### DATA PROVIDED ###
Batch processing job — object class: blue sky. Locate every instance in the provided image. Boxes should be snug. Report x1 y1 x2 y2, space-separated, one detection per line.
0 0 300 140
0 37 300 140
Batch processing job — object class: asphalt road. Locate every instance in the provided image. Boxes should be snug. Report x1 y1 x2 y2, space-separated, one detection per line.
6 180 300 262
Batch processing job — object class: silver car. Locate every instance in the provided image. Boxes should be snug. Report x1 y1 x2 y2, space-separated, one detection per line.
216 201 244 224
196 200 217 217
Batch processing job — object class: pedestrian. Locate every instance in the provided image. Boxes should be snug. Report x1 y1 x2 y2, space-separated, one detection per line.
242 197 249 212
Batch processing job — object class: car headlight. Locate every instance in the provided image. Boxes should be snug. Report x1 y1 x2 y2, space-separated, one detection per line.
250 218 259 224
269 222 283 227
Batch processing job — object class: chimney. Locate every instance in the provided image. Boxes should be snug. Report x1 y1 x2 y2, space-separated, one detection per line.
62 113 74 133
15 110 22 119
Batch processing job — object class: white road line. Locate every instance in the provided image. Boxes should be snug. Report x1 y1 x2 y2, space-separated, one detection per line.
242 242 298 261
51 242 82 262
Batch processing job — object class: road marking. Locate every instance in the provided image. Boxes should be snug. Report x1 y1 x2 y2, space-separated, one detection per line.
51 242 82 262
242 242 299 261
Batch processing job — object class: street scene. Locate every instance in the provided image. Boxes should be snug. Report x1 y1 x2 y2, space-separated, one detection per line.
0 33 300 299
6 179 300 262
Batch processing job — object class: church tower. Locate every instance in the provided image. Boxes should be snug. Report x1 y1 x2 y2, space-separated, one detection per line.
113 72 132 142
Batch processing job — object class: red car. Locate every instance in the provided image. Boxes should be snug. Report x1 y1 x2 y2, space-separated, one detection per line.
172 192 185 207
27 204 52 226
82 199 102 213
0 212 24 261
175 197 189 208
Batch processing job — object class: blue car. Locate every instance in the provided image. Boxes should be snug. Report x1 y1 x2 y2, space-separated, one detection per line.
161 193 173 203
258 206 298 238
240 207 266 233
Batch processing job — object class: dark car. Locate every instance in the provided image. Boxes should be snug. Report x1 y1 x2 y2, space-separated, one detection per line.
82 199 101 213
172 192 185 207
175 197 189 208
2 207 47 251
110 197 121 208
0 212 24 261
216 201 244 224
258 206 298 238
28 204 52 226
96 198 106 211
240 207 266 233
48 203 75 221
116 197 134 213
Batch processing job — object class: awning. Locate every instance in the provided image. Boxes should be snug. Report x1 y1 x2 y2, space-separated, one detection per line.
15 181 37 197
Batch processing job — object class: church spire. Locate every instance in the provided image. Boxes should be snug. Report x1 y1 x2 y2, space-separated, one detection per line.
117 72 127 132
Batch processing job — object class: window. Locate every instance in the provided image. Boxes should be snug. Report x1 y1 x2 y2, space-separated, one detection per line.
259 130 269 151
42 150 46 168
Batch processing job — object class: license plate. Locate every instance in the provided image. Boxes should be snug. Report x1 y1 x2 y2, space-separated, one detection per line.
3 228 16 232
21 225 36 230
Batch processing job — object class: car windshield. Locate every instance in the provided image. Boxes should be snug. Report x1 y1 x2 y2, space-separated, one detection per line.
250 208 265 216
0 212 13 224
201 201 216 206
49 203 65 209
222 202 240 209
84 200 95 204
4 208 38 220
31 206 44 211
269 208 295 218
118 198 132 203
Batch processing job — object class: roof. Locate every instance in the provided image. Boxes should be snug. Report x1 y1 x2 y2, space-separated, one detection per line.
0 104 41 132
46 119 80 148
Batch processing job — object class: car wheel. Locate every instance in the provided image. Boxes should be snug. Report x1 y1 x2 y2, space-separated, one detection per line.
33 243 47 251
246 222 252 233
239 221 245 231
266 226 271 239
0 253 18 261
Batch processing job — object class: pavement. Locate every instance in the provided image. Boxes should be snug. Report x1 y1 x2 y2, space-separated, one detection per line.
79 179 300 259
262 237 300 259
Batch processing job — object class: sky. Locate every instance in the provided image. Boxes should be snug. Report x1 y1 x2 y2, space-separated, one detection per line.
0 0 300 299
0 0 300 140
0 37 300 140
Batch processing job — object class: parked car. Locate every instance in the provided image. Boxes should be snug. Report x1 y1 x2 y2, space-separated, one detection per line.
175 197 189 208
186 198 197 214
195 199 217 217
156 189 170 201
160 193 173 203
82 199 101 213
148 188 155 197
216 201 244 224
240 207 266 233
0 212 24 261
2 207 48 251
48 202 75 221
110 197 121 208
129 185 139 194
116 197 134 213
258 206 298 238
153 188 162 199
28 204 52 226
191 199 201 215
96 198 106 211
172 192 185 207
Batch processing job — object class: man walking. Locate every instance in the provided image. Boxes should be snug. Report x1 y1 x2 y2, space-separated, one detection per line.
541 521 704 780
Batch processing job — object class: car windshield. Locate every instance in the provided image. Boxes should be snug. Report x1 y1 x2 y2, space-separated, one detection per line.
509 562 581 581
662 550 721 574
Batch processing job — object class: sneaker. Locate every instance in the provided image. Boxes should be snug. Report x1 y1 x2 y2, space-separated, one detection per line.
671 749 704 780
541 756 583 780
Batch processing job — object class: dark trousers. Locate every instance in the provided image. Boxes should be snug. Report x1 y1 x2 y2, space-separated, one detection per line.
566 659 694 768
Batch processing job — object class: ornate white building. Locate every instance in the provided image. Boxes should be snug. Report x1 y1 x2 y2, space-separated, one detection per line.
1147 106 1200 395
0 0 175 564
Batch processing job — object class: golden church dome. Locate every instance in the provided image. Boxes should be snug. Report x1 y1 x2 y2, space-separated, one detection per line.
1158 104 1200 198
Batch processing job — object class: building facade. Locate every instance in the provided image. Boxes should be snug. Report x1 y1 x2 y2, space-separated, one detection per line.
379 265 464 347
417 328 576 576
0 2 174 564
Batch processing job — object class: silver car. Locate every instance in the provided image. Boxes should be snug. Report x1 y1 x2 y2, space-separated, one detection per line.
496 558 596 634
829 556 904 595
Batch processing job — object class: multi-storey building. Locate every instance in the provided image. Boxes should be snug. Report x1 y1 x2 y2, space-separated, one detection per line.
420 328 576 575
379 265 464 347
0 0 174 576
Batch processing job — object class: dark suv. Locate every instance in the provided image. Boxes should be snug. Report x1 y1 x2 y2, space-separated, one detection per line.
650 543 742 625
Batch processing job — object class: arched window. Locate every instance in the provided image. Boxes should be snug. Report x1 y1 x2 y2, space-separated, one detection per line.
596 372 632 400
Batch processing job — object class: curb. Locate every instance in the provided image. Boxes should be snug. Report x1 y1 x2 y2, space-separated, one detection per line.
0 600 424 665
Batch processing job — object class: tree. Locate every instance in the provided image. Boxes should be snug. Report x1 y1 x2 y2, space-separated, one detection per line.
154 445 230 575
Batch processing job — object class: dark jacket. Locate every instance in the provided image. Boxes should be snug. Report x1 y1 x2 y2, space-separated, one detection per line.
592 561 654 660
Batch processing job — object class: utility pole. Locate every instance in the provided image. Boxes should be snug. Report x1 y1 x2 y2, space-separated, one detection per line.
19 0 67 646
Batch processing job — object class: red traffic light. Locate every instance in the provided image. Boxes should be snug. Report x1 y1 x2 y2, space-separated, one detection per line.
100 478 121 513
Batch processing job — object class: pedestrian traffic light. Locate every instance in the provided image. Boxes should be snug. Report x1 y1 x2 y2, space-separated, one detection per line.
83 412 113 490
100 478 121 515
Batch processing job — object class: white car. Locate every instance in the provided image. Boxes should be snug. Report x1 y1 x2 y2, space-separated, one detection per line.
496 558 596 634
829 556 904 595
###
- GIVEN PROBLEM:
Could you repeat the data from the line containing "Batch processing job — object class: utility" through the line containing "100 478 121 513", replacing "snug" with "tight" and changing nothing else?

- WORKED ANSWER:
Batch processing job — object class: utility pole. Locate every instance in the provided image. Boxes should be tight. Report x1 y1 x2 y2, space-separated, one detection per line.
19 0 67 646
Batch processing job — object class: red traffic light. Locate every instance in the provided image. Boxes should be tight. Report x1 y1 x2 y2, space-separated, one detection per line.
100 478 121 513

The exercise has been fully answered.